• What this task involves: Only an exact repetition of the entries counts as an answer.

• Records provided:

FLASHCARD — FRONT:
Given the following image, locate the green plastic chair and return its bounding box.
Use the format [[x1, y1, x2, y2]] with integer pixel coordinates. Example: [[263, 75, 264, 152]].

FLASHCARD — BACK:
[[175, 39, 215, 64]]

• Task answer:
FLASHCARD — FRONT:
Given the following image, locate the green plastic chair and return its bounding box.
Use the format [[x1, y1, x2, y2]] with integer pixel coordinates. Example: [[263, 75, 264, 152]].

FLASHCARD — BACK:
[[175, 39, 215, 64]]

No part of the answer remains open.